### Texte fourni:
····················
RCF,  - Modifié le 7 février 2020
On parle littérature dans la Matinale et Christophe Henning nous présente « Memory lane », de Patrick Modiano, paru aux éditions Stock

J’ai un coup de cœur pour cette réédition d’un petit texte - 80 pages - de Patrick Modiano, Memory Lane, un récit qui nous fait entrer dans l’univers envoûtant du Nobel de littérature 2014. Ceux qui connaissent Modiano adorent, ceux qui ne le connaissent pas encore pourront entrer dans ce monde étrange et désuet, magique, qu’on pourrait placer entre une pièce de Tchekov et un tableau de Edward Hopper.
····················
### Consignes:
• a. Mettez à jour la partie des enregistrements qui va de leur première ligne jusqu'à la ligne contenant « <point>112,738</point> », incluse, en remplaçant « instance » par « occurrence » sans rien modifier d'autre.
• b. Poursuivez la chronique consacrée à Memory Lane de Patrick Modiano après sa dernière phrase.
Le texte et les enregistrements n'ont aucun rapport entre eux.

[Enregistrements d'annotation par points]
····················
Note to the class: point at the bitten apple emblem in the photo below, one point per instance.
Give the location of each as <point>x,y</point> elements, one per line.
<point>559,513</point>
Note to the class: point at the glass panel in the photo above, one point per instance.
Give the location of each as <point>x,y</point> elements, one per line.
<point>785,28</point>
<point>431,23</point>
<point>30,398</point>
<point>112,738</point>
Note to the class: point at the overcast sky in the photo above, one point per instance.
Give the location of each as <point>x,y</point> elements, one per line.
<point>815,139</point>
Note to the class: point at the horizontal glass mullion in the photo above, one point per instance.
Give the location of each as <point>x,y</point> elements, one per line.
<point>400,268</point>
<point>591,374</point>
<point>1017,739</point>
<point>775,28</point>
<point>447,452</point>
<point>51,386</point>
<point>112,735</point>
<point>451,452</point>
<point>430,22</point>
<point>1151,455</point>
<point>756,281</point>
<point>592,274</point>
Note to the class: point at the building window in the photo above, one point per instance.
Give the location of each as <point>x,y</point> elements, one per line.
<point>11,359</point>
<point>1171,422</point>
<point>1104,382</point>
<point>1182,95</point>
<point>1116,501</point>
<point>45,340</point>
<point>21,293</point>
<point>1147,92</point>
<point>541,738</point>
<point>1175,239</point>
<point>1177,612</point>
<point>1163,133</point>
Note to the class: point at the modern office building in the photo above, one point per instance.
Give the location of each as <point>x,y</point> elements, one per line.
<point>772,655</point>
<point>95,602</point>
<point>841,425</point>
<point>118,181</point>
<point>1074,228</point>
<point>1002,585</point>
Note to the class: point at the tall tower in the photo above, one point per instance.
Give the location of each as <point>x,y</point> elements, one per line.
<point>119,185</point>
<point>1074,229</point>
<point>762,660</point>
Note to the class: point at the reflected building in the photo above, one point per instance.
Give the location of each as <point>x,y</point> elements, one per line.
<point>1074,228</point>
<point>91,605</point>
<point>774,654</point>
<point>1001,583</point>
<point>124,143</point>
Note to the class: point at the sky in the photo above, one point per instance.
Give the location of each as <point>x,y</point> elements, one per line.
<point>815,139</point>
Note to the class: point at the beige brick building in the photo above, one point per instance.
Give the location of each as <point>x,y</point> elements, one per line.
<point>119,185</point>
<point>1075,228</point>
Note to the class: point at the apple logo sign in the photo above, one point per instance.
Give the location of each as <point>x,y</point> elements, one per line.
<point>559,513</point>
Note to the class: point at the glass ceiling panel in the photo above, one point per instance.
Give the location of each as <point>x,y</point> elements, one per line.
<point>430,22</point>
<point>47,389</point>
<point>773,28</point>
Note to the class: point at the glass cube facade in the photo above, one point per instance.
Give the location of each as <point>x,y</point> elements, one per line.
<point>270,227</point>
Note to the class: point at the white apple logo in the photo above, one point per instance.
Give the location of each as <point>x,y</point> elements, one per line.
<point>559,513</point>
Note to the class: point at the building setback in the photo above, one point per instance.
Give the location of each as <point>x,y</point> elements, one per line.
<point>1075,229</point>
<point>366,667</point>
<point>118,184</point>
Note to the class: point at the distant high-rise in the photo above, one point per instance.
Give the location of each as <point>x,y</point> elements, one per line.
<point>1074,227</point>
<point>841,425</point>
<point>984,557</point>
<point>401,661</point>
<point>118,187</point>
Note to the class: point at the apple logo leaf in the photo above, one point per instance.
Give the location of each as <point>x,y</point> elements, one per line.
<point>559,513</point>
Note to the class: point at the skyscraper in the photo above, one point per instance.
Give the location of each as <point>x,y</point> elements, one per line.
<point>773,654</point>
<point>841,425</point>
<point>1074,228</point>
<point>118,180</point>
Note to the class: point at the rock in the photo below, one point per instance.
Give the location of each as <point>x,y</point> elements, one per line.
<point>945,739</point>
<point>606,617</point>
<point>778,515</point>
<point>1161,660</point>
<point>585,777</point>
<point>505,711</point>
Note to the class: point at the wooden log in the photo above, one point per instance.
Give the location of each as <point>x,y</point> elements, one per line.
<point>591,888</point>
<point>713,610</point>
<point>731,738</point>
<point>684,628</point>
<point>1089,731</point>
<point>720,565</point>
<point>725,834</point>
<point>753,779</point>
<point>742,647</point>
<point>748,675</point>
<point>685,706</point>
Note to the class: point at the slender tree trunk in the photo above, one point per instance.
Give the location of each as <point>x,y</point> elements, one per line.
····················
### Résultats attendus:
• a.
Note to the class: point at the bitten apple emblem in the photo below, one point per occurrence.
Give the location of each as <point>x,y</point> elements, one per line.
<point>559,513</point>
Note to the class: point at the glass panel in the photo above, one point per occurrence.
Give the location of each as <point>x,y</point> elements, one per line.
<point>785,28</point>
<point>431,23</point>
<point>30,398</point>
<point>112,738</point>

• b.
L’histoire est faite d’amis inséparables et factices, de dandysme et de panache. Le narrateur se trouve embarqué dans ce « petit groupe », comme il dit, de gens qui vivent au-dessus de leurs moyens mais vont de villégiatures et soirées, avec désinvolture. Tout tourne autour de Maddy et Paul Contour, un couple tranquille, qui aime être entouré de personnages surprenants. Il ne se passe pas grand-chose, et c’est justement cela qui est troublant, on ne sait pas bien ce qu’ils font ensemble et pourtant, quand l’un est absent, il y a comme un manque, une place vide qu’il faudrait combler.
 

Mais enfin, ces personnages se parlent, échangent, discutent, se disputent ?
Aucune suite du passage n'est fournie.